◆ **Available records**

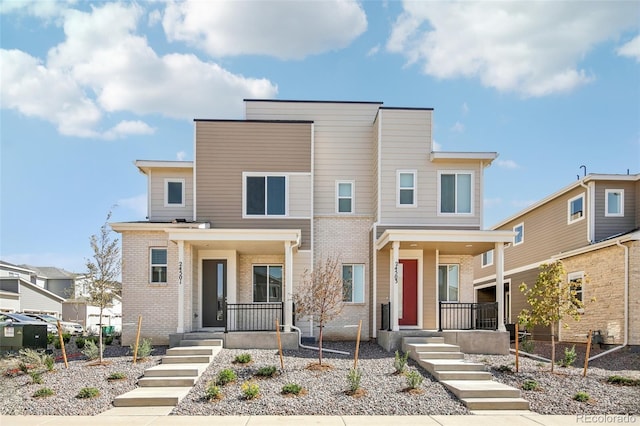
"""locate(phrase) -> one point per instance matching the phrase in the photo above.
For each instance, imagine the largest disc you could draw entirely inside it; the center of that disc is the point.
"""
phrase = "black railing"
(253, 316)
(468, 316)
(385, 316)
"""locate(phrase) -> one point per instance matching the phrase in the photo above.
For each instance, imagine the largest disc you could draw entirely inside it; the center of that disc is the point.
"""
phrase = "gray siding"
(226, 149)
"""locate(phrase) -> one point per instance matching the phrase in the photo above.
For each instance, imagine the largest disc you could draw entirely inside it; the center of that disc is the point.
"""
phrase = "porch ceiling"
(447, 242)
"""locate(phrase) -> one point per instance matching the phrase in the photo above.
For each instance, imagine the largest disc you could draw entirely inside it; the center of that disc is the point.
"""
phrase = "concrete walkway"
(485, 419)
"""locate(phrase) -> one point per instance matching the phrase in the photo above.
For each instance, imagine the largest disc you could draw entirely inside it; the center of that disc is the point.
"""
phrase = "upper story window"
(158, 265)
(174, 192)
(519, 230)
(265, 195)
(576, 208)
(614, 202)
(344, 191)
(487, 258)
(456, 192)
(406, 192)
(353, 283)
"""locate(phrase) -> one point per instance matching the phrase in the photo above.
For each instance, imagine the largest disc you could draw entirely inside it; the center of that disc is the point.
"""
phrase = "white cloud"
(103, 65)
(630, 49)
(283, 29)
(531, 48)
(507, 164)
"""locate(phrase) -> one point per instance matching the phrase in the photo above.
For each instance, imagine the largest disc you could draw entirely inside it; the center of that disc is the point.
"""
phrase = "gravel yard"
(385, 392)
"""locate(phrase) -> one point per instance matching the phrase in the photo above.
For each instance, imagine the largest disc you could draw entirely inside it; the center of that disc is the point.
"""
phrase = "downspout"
(626, 303)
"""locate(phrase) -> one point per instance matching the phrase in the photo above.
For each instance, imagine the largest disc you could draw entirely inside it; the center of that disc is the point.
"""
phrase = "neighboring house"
(593, 226)
(293, 183)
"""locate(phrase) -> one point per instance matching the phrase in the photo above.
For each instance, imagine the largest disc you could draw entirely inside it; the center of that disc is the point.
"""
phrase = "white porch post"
(499, 261)
(180, 328)
(288, 286)
(395, 286)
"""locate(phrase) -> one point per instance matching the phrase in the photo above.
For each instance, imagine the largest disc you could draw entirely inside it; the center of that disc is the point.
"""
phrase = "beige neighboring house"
(593, 226)
(230, 233)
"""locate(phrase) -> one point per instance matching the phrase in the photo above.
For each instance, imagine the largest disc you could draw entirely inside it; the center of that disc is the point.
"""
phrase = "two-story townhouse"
(592, 226)
(291, 184)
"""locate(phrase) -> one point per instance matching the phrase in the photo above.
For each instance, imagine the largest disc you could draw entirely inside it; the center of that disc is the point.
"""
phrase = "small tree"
(551, 299)
(103, 270)
(321, 295)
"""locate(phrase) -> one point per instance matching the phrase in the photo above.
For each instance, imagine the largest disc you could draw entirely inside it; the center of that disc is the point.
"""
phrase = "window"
(614, 202)
(265, 195)
(267, 283)
(576, 209)
(448, 282)
(345, 197)
(158, 265)
(456, 192)
(576, 281)
(519, 230)
(174, 193)
(487, 258)
(353, 283)
(406, 188)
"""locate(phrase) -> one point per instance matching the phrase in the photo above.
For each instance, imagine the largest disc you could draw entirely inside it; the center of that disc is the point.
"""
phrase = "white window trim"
(151, 265)
(166, 192)
(253, 284)
(606, 203)
(515, 243)
(364, 284)
(414, 172)
(456, 172)
(338, 198)
(484, 265)
(569, 221)
(245, 175)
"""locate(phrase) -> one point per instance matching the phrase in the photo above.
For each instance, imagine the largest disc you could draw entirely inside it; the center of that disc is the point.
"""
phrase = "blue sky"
(89, 87)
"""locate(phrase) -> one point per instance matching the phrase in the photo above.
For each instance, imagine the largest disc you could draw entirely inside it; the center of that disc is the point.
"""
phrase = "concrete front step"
(176, 370)
(480, 389)
(187, 359)
(152, 397)
(495, 403)
(166, 382)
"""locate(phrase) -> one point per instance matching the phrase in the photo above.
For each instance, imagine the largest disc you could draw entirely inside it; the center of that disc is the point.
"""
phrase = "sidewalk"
(488, 419)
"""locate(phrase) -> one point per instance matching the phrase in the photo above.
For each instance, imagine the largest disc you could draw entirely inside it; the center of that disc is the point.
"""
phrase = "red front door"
(409, 292)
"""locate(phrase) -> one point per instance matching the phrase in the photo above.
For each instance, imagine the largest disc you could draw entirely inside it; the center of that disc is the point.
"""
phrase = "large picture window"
(267, 283)
(265, 195)
(456, 192)
(448, 282)
(353, 283)
(158, 265)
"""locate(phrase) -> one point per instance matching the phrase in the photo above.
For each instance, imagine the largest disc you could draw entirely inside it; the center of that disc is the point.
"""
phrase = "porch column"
(288, 286)
(499, 262)
(180, 328)
(395, 286)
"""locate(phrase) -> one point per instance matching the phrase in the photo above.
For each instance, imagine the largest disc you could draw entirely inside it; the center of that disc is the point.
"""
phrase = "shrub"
(291, 389)
(90, 350)
(581, 396)
(400, 362)
(213, 391)
(88, 393)
(226, 376)
(80, 342)
(414, 379)
(354, 377)
(36, 377)
(43, 393)
(250, 390)
(243, 358)
(569, 357)
(269, 371)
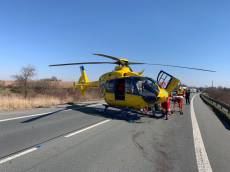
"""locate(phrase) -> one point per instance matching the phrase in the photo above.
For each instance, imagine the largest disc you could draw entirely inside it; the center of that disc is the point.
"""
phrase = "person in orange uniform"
(179, 98)
(166, 106)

◆ **Written exercise**
Filter the records above down to the lines that contain the string "story", treating case as significant.

◆ **Result**
phrase = "upper story window"
phrase = "two-story townhouse"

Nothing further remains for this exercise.